* BRIEF: Which lines in the rows below contain the word "Find"? Gather and copy each of those lines.

* Contour labeling rows:

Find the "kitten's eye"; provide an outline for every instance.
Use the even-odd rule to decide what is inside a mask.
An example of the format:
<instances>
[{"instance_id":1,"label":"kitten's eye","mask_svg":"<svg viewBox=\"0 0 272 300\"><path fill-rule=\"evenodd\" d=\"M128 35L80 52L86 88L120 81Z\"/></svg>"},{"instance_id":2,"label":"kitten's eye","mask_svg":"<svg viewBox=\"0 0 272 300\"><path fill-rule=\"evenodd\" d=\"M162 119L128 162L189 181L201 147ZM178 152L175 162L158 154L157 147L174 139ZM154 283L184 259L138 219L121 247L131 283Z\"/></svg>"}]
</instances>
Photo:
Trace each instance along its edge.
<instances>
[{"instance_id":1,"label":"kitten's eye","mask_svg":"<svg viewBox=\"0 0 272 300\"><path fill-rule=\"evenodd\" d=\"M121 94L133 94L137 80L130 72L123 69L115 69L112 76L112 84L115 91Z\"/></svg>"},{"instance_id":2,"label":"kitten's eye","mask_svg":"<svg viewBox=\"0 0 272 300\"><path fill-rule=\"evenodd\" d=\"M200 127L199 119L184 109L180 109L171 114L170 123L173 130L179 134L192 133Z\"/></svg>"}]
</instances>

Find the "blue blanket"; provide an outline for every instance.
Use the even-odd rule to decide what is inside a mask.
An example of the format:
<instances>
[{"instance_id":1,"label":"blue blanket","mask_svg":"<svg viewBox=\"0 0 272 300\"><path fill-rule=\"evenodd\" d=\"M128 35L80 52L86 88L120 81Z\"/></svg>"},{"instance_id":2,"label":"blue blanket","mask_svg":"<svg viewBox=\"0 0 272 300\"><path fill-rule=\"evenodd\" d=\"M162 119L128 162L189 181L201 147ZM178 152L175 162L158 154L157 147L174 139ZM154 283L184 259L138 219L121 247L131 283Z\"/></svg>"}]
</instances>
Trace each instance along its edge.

* RESPONSE:
Find the "kitten's eye"; provide an outline for every instance.
Find the "blue blanket"; provide an outline for every instance.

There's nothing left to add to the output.